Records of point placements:
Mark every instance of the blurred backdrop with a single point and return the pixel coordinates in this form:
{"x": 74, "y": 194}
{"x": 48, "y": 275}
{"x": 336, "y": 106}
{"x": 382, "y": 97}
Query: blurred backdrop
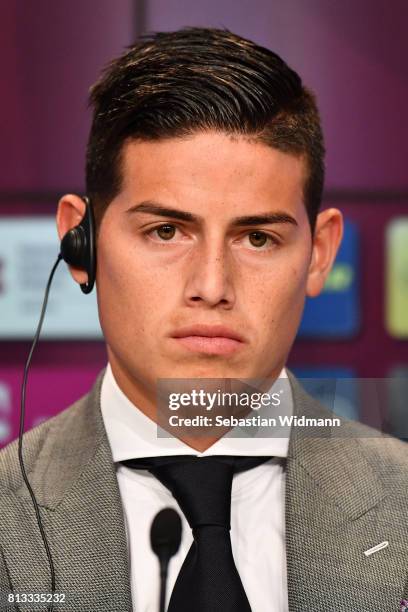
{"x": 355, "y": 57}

---

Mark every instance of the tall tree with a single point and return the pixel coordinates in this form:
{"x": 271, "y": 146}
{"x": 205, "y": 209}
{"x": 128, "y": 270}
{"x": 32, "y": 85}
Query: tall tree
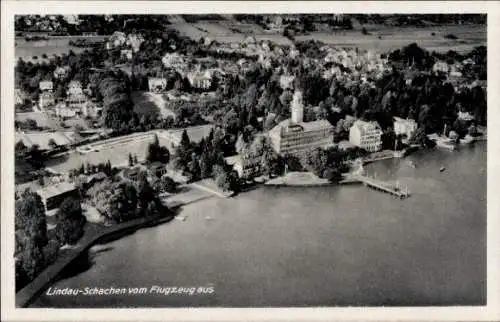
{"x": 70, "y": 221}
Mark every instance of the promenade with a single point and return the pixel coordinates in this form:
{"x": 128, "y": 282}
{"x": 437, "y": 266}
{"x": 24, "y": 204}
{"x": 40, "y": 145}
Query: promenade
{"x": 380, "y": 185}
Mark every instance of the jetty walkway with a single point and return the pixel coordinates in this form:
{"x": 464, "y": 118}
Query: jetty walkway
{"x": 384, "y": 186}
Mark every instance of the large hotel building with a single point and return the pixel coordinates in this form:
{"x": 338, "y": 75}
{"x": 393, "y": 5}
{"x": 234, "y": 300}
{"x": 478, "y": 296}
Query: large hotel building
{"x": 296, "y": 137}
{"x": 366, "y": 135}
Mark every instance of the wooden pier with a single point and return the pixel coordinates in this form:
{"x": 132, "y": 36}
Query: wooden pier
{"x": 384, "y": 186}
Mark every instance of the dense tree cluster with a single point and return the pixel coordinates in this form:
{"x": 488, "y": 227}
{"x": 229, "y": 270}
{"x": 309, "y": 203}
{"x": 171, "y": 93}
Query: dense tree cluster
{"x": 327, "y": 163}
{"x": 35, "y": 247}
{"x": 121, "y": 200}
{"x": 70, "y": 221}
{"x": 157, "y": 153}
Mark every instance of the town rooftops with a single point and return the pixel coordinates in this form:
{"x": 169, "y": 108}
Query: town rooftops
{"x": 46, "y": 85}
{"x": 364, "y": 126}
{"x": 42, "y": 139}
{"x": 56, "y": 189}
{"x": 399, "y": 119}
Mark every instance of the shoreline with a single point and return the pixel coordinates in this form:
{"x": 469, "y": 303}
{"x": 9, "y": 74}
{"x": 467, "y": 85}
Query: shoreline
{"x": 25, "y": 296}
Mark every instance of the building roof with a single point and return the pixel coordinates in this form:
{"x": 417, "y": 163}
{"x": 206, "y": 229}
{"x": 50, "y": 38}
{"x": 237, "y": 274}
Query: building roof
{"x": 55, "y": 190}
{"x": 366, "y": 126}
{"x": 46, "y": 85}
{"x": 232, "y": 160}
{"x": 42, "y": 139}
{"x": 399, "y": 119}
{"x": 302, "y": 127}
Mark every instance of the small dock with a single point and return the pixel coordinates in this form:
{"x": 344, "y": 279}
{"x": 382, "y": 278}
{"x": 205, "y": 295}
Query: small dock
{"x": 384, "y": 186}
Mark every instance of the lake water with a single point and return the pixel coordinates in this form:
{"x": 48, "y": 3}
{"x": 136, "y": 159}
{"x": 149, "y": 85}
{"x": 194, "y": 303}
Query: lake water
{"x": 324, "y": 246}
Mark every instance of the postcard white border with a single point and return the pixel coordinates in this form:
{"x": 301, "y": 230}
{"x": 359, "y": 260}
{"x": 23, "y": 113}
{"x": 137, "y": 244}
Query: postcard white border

INSTRUCTIONS FOR THE TASK: How many lines of the records contain the string "border"? Reply with the number only.

RESPONSE TO THIS EXERCISE: 2